Since 1992 he is working on the following items:
a) Design, characterization and modelling of Electrostatic Discharge (ESD) protection structures for CMOS and SMART POWER integrated circuits; The development of ESD protection structures based on characterization, testing and modelling of suitable test structures has been carried out on several CMOS and SMART POWER (BCD – Bipolar, CMOS, DMOS) technologies (including SOI, Silicon On Insulator). The devices have been studied by means of electrical and electroluminescence measurements and with the support of 2D electro-thermal drift-diffusion simulations (DESSIS-ISE). Within this context a new methodology has been identified for the development of ESD protection structures based on a synergistic use of both measurements and simulations that allow a strong reduction of the development time.
b) Electrical characterization, modelling and reliability of microwave devices on III-V semiconductors such as GaAs and InP (MESFETs, HEMTs and PHEMTs); A systematic study of the characteristics and the reliability of GaAs- and InP-based field effect transistors (MESFETs, HEMTs and PHEMTs) and bipolar junction transistors (HBT) has been carried out. The following aspects have been investigated: (i) characterization of the on-state and off-state device breakdown and measure of the electrons/holes impact ionization coefficient; (ii) Increasing of the breakdown voltage in InP-based HEMTs by the adoption of a new channel structure: InGaAs/InP composite channel and narrow (below 10 nm thickness) quantized channel; (iii) Study of the degradation modes and mechanisms in devices submitted to accelerated life tests (high fields and hot electrons regime at high temperatures); (iv) study of the surface device optimization in InP-based HEMTs for reliability improvements.

Segmentation mask data
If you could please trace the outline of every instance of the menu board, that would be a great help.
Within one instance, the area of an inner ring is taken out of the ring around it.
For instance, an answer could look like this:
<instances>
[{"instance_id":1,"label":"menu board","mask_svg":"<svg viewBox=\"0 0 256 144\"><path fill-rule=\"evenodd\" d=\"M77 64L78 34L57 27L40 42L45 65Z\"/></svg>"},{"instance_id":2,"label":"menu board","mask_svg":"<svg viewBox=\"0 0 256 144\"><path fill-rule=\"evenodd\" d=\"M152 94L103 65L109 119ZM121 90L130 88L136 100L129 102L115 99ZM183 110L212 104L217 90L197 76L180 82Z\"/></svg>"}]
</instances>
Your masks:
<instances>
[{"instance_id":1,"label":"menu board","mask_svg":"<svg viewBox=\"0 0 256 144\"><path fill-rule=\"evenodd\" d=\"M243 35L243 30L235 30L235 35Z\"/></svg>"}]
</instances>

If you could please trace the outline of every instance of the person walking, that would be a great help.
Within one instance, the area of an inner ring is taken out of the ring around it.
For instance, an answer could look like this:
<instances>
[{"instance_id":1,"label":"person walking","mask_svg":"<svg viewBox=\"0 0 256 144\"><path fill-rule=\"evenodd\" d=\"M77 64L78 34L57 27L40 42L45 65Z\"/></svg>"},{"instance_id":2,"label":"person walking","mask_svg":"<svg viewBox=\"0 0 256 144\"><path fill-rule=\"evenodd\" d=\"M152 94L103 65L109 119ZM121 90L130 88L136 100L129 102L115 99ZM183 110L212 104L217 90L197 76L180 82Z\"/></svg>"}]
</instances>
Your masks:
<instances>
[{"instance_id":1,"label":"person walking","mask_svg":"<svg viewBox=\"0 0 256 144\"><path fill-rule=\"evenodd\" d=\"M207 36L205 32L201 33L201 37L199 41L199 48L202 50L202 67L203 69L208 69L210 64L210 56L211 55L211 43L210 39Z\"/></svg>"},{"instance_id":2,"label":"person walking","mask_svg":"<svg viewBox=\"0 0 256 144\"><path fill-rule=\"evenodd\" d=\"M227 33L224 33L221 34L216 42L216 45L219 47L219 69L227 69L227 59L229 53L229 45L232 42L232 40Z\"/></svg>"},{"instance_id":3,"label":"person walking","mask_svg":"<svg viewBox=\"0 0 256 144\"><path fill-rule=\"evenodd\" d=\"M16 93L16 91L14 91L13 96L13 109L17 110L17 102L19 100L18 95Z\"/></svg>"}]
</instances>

*Work task 1*
Answer these questions about the research summary:
(a) Since what year has this work been under way?
(b) What simulation tool supported the 2D electro-thermal drift-diffusion simulations of the ESD devices?
(c) What thickness is given for the narrow quantized channel in InP-based HEMTs?
*Work task 2*
Carry the research summary forward from its final sentence by writing the next lettered item in the same style.

*Answer 1*
(a) 1992
(b) DESSIS-ISE
(c) Below 10 nm

*Answer 2*
c) Electrical characterization, modeling and reliability of electronic and opto-electronic devices grown on wide bandgap semiconductors (SiC and GaN) . A detailed characterization study of optoelectronics (LEDs) and microwave (MESFETs, HEMTs) based on wide bandgap semiconductors (Silicon Carbide, SiC and Gallium Nitride, GaN) has been carried out. The instabilities presents in these devices have been largely characterized (current collapse, kink effects, current transient behaviours, persistent photoconductivity, …) and attributed deep traps present within the device active area (surface or bulk). These anomalies are due to non yet optimized crystal growth (material still presents large defects density) due to the immaturity status of the technological process. Finally, several stress tests were conducted with the aim of identify degradation modes and mechanisms in GaN HEMTs for the identification of technological solutions for the development robust and reliable devices.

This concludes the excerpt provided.